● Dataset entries
* * *

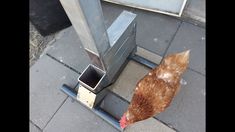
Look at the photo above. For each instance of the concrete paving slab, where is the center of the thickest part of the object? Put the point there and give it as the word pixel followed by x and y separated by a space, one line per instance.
pixel 195 9
pixel 73 117
pixel 155 31
pixel 148 55
pixel 46 77
pixel 193 38
pixel 68 49
pixel 148 125
pixel 33 128
pixel 132 73
pixel 187 111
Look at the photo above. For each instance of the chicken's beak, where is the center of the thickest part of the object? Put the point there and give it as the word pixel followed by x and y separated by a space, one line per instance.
pixel 184 55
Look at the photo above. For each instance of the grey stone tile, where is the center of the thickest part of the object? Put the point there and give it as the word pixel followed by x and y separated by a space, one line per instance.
pixel 195 9
pixel 111 12
pixel 73 117
pixel 193 38
pixel 132 73
pixel 46 77
pixel 155 31
pixel 148 125
pixel 187 110
pixel 33 128
pixel 68 49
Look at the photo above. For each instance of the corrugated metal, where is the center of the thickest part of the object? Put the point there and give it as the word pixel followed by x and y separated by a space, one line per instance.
pixel 169 7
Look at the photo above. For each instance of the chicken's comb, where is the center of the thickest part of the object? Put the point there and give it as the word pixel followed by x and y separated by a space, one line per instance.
pixel 122 121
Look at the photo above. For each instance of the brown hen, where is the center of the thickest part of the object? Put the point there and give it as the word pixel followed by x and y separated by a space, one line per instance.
pixel 155 91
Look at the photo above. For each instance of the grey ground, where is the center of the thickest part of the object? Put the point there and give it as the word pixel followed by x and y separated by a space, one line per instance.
pixel 64 59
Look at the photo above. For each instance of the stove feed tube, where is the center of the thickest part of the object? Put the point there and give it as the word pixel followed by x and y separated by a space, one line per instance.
pixel 107 49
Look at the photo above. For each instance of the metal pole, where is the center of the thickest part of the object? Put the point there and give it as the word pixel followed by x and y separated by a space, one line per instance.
pixel 87 19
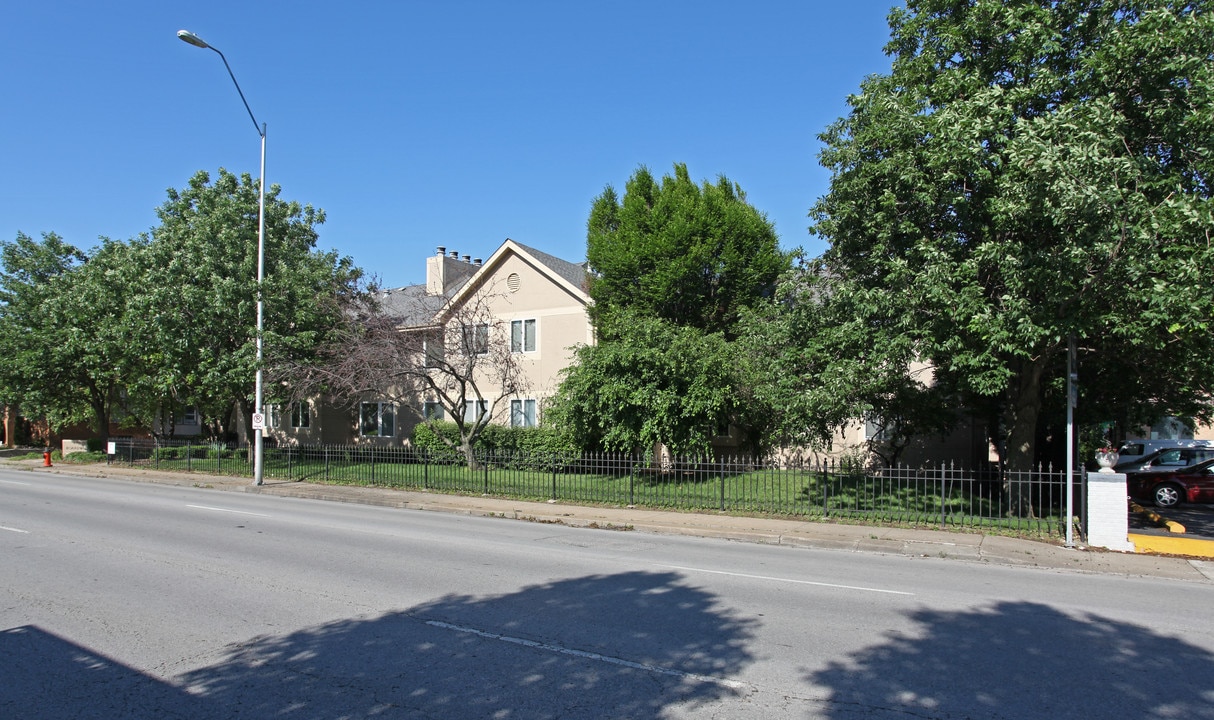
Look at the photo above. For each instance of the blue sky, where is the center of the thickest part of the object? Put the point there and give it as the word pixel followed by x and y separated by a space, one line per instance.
pixel 420 124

* * *

● PROBLEM DESCRIPTION
Format each line of the items above as a JSON list of strings with one string per line. Skip blank lines, and leave the pictures out.

● RESULT OF THE EXERCISE
[
  "Look at the photo above. For each instance of the concrete paving slab, where is the center of the thickest part of the object? Put the point there and give it as the word pixel followed by x and y separated by a space, one line per instance.",
  "pixel 195 9",
  "pixel 73 117",
  "pixel 155 31",
  "pixel 148 55",
  "pixel 46 77",
  "pixel 193 38",
  "pixel 68 49",
  "pixel 148 125",
  "pixel 33 128",
  "pixel 132 73",
  "pixel 187 111",
  "Look at the photo above. For each instance of the chicken's beak, where is the center of the thickest part of the object? Put the point there and give it as the word pixel followed by x and y separated by a space, one line per instance.",
  "pixel 184 55",
  "Look at the photo above. For each instance of the grey stone tile, where is the center of the thickest part of the object? Put the point there and give it as the word pixel followed by x and y separated by a space, one line per instance.",
  "pixel 195 9",
  "pixel 111 12",
  "pixel 73 117",
  "pixel 193 38",
  "pixel 132 73",
  "pixel 46 77",
  "pixel 155 31",
  "pixel 148 125",
  "pixel 187 110",
  "pixel 33 128",
  "pixel 68 49",
  "Look at the photo above. For each instance of the corrugated metal, where is the center of the thickest part of the object? Put the point there and give it as the word pixel followed by x and y separated by a space, one line per instance.",
  "pixel 169 7",
  "Look at the photo above. For each instance of the chicken's comb, where is the center of the thickest part of the object? Put the point there and give it as the word pixel followed by x and y separated by a space, one line per instance.",
  "pixel 122 121",
  "Look at the photo above. For each instance of the brown hen, where is the center of the thickest part of the object? Put the point there and give it as the word pixel followed by x and y separated by a space, one line per instance.",
  "pixel 155 91",
  "Look at the photo above. For each instance of the grey ground, where is the center of the thickest part of the object? Put the point there and give it as the word pixel followed by x and y separated by a space, one line per instance.",
  "pixel 64 59",
  "Look at the photo above. For each instance of the stove feed tube, where is the center of the thickest part of the object? Put the point there and give it as the word pixel followed by x and y separated by a space, one line per instance.",
  "pixel 107 49",
  "Look at the photo above. For each instance of the metal pole, where is the center of the thickest part of the object? Put the point there and give it as the word pixel followed by x and y separated by a space, one line per instance.",
  "pixel 87 19",
  "Look at the photo above. For each instance of the blue sky, where is the center of the thickest part of the object? Put the point there and give it as the word pixel followed by x and y separated by a space, one line per instance.",
  "pixel 420 124"
]